● **Excerpts from location labeling data**:
"""

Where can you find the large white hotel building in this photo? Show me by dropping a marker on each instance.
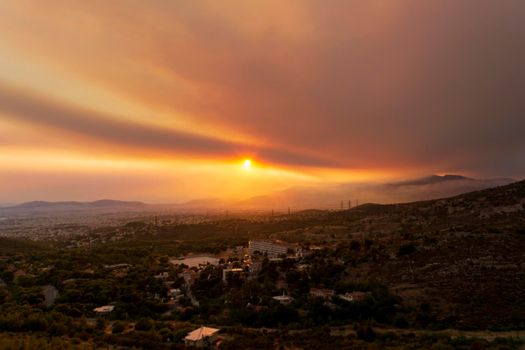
(268, 247)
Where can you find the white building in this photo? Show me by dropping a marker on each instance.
(268, 247)
(201, 337)
(104, 309)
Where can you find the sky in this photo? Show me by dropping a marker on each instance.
(163, 101)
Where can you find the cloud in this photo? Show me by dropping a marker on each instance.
(108, 129)
(431, 86)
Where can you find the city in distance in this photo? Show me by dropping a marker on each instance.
(262, 175)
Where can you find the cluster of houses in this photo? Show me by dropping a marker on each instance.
(247, 265)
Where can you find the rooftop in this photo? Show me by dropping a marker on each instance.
(201, 333)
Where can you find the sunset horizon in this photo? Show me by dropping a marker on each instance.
(163, 102)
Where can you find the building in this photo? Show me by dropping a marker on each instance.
(104, 309)
(283, 299)
(354, 296)
(226, 271)
(322, 293)
(267, 247)
(201, 337)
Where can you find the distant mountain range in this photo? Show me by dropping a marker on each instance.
(297, 198)
(104, 205)
(330, 197)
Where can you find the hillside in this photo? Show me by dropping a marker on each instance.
(330, 197)
(464, 256)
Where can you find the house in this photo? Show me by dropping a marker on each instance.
(104, 309)
(174, 292)
(354, 296)
(272, 249)
(283, 299)
(201, 337)
(225, 273)
(322, 293)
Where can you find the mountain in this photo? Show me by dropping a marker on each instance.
(330, 197)
(104, 205)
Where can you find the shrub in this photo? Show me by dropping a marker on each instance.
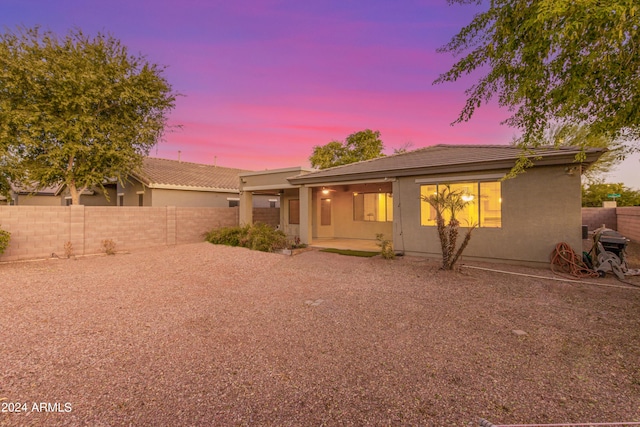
(5, 236)
(68, 250)
(109, 247)
(258, 237)
(386, 247)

"""

● **Set problem**:
Copy the records above word for word, including every point, but leave out the pictures.

● **Task answer**:
Where can you find the large white hotel building in this photo? Show me by dropping a marker on each instance.
(268, 247)
Where can you find the white building in this photo? Show me by dropping a marker on each instance.
(268, 247)
(201, 337)
(104, 309)
Where can you find the sky in this photo? Show me by dropping a marker on each instance.
(163, 101)
Where can you find the cloud in this photo? Show me by dropping a marker on each instance.
(108, 129)
(431, 86)
Where can you find the city in distance in this photo? Show me by dropping a marker on each instance.
(262, 175)
Where can you find the cluster of houses in this photo? Show me by dropping a marker on each instance.
(247, 265)
Where can you find the rooftop in this photo? Show me by dropping a marker on each instance.
(201, 333)
Where can you find the sunset horizon in this photo? Show me by dropping a marker on each instance.
(163, 102)
Where can you find the building in this photo? Show me by dropping a marker on each instance.
(104, 309)
(283, 299)
(354, 296)
(226, 271)
(322, 293)
(267, 247)
(201, 337)
Where can you find the distant mountain range in this photo? Show me by dropping a marker on each instance.
(297, 198)
(104, 205)
(330, 197)
Where can you find the hillside in this photo? Show me by dropping a marker on each instance.
(330, 197)
(464, 256)
Where can you find the house in this photo? Show me by dropping a marker on each instance.
(104, 309)
(174, 292)
(354, 296)
(272, 249)
(283, 299)
(201, 337)
(225, 273)
(322, 293)
Where can you find the mountain in this photo? Show me by dropping a marker on each instance.
(330, 197)
(104, 205)
Where can you find the shrub in this photo? Show me by dropping a marker on each instance.
(5, 236)
(68, 250)
(109, 247)
(258, 237)
(386, 247)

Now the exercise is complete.